▸ **What you need to do**
Every line that contains the word "positive" should be copied from the records below.

= Beginning of Section =

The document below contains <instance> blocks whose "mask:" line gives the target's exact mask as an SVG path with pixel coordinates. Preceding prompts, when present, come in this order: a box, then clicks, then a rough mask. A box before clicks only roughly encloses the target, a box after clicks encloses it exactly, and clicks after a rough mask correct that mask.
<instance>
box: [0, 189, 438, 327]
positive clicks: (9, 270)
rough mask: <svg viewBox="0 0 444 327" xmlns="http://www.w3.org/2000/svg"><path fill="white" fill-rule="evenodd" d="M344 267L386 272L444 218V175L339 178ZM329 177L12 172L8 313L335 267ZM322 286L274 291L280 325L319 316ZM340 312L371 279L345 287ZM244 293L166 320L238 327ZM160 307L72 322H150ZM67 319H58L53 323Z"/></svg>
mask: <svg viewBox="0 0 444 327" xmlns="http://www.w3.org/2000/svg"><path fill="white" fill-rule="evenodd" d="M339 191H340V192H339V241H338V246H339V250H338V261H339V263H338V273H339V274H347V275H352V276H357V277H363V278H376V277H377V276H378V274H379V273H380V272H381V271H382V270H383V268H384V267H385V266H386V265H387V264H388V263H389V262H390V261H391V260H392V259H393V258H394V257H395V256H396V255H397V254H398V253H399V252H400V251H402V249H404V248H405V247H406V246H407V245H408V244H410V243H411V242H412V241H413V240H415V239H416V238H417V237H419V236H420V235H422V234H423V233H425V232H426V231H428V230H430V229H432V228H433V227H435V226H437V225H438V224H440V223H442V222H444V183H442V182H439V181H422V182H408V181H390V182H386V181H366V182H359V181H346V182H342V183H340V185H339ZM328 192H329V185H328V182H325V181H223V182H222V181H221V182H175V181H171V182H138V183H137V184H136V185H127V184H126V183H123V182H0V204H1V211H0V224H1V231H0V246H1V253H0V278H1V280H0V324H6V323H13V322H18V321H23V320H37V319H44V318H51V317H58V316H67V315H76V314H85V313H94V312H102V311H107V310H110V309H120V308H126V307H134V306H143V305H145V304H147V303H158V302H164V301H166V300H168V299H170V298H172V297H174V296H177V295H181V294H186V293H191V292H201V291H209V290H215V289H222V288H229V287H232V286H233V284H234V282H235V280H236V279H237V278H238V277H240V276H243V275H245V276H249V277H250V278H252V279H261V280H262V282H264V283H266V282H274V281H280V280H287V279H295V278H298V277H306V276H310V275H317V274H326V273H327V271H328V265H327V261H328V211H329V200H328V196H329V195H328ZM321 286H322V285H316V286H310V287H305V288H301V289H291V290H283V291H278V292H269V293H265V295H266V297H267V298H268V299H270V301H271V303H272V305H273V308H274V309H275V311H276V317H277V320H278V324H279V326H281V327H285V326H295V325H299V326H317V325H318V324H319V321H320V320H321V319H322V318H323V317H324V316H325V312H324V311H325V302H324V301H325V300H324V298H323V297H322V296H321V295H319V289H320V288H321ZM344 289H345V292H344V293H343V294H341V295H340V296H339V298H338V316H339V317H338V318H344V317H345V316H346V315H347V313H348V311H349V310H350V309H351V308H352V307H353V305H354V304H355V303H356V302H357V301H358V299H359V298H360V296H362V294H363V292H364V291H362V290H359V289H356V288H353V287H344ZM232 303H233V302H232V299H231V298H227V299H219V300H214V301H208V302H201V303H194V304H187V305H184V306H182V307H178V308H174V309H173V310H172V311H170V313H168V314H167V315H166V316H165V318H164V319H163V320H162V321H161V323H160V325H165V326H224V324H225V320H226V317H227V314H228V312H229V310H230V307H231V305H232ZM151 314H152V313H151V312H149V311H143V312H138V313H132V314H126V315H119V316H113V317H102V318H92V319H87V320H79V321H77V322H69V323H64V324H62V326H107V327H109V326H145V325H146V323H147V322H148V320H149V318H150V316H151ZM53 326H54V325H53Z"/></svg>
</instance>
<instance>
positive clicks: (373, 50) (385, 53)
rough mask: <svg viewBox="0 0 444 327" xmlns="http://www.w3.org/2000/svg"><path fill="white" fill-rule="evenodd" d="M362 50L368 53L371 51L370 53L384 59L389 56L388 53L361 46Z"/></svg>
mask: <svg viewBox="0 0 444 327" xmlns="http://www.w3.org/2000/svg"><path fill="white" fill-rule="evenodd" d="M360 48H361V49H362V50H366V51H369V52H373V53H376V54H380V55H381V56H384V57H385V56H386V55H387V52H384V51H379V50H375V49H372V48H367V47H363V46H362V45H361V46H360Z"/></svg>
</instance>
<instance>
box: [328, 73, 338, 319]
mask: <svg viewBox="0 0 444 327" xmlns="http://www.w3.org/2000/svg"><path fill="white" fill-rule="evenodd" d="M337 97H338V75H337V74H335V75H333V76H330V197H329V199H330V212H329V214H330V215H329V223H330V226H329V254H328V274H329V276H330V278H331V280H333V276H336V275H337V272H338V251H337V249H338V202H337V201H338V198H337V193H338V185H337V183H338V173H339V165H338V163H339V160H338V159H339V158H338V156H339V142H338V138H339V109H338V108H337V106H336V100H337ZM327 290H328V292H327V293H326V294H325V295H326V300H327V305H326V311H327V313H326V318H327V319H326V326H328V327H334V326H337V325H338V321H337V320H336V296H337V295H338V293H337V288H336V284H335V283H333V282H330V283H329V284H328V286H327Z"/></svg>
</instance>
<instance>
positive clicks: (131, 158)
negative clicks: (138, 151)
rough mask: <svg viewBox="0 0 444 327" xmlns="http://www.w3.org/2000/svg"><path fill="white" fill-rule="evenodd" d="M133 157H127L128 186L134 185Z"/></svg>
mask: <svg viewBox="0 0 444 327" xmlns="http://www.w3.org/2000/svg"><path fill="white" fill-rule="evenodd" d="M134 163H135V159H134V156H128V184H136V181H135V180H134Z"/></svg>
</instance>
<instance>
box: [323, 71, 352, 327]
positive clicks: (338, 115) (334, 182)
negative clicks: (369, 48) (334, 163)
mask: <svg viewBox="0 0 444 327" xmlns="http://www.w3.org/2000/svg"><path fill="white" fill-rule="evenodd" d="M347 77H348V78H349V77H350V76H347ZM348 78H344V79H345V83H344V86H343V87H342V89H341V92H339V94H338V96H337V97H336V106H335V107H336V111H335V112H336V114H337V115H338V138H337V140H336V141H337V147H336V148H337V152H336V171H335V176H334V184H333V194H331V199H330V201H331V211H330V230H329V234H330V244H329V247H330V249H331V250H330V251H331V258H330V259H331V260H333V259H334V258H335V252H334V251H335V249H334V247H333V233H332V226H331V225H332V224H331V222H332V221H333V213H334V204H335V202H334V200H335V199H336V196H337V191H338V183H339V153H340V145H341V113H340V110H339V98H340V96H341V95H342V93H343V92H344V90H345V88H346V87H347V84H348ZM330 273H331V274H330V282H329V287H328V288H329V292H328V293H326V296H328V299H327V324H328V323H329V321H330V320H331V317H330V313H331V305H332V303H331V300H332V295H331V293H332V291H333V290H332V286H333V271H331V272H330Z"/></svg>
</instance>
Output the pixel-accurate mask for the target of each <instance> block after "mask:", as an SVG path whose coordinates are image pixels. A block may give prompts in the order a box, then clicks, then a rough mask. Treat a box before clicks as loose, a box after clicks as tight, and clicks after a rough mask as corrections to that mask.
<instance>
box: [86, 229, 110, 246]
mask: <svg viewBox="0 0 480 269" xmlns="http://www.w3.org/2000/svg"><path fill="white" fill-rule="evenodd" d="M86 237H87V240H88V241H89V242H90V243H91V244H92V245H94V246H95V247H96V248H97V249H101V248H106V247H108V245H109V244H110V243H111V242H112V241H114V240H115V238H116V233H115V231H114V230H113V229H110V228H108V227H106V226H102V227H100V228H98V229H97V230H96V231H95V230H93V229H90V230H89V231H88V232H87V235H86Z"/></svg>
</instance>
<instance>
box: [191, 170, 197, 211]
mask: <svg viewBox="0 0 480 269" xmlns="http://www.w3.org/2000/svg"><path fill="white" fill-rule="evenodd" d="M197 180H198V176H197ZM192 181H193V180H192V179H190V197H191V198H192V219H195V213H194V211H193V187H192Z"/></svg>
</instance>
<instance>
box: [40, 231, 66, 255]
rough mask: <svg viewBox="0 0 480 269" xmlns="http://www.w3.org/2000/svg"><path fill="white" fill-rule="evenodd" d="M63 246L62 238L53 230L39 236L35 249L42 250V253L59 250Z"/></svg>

= End of Section =

▸ **Final answer**
positive clicks: (9, 270)
positive clicks: (373, 50) (385, 53)
positive clicks: (131, 158)
positive clicks: (338, 115) (334, 182)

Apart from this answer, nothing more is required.